**Labeled-object pointing data**

--*--

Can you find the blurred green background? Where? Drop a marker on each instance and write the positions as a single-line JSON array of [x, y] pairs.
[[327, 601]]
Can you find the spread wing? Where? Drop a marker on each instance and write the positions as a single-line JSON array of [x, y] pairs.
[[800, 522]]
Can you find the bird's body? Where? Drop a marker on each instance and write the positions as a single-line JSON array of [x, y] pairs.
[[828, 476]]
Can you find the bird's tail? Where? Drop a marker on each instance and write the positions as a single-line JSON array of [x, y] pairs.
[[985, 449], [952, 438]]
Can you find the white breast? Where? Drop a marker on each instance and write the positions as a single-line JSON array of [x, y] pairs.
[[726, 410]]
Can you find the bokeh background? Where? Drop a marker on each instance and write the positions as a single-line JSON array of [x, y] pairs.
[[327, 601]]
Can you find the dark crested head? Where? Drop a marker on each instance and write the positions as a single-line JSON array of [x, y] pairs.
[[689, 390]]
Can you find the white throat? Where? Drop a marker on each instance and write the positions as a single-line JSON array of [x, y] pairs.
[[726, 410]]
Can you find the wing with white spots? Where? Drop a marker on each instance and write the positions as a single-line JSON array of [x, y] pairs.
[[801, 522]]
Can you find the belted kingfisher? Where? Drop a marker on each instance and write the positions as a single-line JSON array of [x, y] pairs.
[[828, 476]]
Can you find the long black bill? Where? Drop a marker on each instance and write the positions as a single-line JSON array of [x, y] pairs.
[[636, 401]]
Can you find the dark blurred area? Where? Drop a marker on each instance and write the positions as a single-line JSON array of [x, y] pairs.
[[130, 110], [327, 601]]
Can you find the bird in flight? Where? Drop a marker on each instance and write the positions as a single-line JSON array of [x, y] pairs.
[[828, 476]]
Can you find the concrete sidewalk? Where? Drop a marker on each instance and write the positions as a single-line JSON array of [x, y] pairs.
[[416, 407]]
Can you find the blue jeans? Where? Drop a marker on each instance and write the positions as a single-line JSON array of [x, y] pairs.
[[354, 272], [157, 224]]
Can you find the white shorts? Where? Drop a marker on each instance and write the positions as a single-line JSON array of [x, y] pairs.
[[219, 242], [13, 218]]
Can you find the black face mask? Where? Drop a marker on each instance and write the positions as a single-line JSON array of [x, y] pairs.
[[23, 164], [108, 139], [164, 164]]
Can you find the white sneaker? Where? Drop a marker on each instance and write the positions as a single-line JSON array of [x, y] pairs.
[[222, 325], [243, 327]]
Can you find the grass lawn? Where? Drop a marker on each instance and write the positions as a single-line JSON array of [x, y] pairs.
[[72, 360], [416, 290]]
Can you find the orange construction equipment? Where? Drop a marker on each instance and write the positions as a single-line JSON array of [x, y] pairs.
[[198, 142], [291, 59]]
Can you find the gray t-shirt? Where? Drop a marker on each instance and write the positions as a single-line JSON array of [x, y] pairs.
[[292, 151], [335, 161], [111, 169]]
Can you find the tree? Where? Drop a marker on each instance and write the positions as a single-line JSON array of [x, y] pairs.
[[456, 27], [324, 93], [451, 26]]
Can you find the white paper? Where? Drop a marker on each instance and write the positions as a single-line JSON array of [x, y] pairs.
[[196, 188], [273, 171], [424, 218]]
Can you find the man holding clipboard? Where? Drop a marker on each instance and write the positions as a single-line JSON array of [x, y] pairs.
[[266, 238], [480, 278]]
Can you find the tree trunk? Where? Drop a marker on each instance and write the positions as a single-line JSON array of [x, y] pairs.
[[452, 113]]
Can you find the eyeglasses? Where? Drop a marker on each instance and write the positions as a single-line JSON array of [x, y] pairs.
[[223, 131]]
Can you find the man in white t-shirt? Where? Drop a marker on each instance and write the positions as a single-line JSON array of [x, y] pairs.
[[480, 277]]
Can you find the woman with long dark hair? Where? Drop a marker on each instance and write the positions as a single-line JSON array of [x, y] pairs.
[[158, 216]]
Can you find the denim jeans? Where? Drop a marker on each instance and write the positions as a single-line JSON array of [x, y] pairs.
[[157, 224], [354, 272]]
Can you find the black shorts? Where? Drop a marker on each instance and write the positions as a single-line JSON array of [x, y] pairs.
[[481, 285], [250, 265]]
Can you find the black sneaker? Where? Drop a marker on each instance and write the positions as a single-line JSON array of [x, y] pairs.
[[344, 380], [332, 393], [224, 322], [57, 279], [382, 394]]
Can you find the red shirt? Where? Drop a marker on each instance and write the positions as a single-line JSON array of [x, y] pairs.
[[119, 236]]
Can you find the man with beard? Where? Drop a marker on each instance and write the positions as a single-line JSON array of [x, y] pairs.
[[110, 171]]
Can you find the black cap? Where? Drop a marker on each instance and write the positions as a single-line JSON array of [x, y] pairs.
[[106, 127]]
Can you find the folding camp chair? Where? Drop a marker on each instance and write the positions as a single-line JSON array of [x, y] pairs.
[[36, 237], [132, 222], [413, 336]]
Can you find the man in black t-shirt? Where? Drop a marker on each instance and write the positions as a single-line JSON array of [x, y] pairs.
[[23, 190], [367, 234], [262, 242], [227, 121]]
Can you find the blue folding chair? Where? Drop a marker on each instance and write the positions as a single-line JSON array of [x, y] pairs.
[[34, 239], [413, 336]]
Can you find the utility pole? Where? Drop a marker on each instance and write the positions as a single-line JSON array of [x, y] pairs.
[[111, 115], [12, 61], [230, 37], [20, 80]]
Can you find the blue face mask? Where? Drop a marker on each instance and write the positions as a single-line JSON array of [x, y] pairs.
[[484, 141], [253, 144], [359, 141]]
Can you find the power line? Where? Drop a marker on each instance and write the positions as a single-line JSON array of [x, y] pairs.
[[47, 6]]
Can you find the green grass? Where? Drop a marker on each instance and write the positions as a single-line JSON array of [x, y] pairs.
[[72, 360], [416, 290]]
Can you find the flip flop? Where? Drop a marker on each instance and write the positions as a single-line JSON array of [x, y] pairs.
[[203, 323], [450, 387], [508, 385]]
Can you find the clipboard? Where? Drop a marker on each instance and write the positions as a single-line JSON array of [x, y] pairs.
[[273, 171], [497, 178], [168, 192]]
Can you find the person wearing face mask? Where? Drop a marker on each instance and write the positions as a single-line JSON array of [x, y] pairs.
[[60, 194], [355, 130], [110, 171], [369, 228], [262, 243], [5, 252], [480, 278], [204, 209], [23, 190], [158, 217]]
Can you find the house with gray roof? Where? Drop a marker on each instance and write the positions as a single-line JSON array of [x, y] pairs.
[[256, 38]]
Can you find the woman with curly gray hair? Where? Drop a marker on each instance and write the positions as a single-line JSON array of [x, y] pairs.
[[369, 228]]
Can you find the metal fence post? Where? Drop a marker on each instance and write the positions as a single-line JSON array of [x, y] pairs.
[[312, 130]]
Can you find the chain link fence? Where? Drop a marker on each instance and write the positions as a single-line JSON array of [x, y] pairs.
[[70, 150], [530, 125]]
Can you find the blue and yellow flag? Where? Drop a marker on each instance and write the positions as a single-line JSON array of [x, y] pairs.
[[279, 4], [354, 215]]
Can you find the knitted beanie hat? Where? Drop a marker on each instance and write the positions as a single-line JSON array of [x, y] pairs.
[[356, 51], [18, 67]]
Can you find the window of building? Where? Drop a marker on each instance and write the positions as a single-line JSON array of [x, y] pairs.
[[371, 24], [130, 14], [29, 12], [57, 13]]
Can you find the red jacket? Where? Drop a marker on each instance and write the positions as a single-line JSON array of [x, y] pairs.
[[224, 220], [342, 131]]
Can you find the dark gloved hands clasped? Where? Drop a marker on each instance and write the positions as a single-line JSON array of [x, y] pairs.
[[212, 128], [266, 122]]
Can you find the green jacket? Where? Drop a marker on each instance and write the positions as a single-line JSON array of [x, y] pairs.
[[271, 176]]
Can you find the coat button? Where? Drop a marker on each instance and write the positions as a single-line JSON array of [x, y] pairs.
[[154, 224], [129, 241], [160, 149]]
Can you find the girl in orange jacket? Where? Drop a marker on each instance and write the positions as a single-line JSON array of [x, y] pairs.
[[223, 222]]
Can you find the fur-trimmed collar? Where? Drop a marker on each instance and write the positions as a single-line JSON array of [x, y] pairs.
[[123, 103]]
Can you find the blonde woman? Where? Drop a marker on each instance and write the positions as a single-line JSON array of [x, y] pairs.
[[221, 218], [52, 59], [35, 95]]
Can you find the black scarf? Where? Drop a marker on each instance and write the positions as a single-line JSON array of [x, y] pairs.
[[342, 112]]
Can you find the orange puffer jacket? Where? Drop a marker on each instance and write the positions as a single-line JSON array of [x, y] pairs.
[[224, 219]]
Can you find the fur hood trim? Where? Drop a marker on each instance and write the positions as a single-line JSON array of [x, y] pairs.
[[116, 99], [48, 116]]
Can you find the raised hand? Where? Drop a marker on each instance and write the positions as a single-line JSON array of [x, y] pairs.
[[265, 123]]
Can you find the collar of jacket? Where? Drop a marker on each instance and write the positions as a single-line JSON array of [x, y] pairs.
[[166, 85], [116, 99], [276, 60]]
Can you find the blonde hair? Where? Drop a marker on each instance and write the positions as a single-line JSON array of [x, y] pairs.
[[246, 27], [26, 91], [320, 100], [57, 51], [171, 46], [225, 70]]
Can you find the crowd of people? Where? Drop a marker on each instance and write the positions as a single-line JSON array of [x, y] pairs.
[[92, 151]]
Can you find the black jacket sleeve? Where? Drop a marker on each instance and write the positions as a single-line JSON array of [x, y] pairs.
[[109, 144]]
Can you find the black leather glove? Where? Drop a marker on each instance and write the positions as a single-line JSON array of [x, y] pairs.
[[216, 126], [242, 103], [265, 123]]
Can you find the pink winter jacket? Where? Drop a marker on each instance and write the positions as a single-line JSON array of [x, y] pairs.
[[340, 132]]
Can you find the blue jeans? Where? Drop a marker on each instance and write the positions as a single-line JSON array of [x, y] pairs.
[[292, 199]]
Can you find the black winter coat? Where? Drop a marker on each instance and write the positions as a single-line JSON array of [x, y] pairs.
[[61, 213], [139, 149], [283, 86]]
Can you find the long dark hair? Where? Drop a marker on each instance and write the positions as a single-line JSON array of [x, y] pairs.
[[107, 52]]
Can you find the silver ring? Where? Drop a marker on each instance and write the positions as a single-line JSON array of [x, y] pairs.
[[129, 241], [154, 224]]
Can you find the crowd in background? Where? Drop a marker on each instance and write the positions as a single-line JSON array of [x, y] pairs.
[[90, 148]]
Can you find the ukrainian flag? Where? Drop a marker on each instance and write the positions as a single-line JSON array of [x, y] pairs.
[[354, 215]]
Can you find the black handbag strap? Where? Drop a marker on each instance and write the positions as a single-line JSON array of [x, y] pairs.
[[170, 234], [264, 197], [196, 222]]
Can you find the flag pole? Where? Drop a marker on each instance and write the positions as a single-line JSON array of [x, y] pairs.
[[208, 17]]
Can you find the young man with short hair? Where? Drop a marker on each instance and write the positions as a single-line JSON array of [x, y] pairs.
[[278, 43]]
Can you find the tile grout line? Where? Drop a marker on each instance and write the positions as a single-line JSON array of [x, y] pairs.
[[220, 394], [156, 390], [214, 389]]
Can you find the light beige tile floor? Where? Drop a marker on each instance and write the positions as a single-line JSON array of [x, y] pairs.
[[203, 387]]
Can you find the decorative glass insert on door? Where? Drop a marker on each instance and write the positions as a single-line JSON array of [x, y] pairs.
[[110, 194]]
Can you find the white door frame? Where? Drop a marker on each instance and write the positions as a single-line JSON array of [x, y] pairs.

--*--

**GOAL OF THE EXERCISE**
Lay out as a JSON list of strings, one per line with blank lines omitted, everything in the data from the line containing "Can you find the white throat?" down to the line containing "[[219, 242], [13, 218]]", both ends included.

**COMPLETE ANSWER**
[
  "Can you find the white throat? Where? Drop a marker on each instance and write the positions as a single-line JSON array of [x, y] pairs.",
  "[[726, 410]]",
  "Can you find the wing with white spots? Where? Drop a marker on each instance and write the positions as a single-line JSON array of [x, y] pairs.",
  "[[801, 522]]",
  "Can you find the belted kingfisher? Where? Drop a marker on each instance and write the positions as a single-line JSON array of [x, y] pairs.",
  "[[828, 476]]",
  "Can you find the long black bill? Where? Drop a marker on each instance and write the positions as a single-line JSON array of [x, y] pairs.",
  "[[636, 401]]",
  "Can you find the dark blurred area? Where? Drop a marker on each instance and write the positions as a single-line JSON array of [x, y] pairs.",
  "[[130, 110], [327, 601]]",
  "Can you find the bird in flight? Where? Drop a marker on each instance and write the positions as a single-line JSON array of [x, y] pairs.",
  "[[828, 476]]",
  "Can you find the concrete sidewalk? Where? Drop a marker on each instance and write the positions as a single-line JSON array of [x, y] pairs.",
  "[[416, 407]]",
  "Can you find the blue jeans? Where? Drop a marker on each instance and write the positions as a single-line JSON array of [x, y] pairs.",
  "[[354, 272], [157, 224]]",
  "Can you find the white shorts? Where? Drop a marker on each instance and write the positions as a single-line JSON array of [x, y] pairs.",
  "[[219, 242], [13, 218]]"
]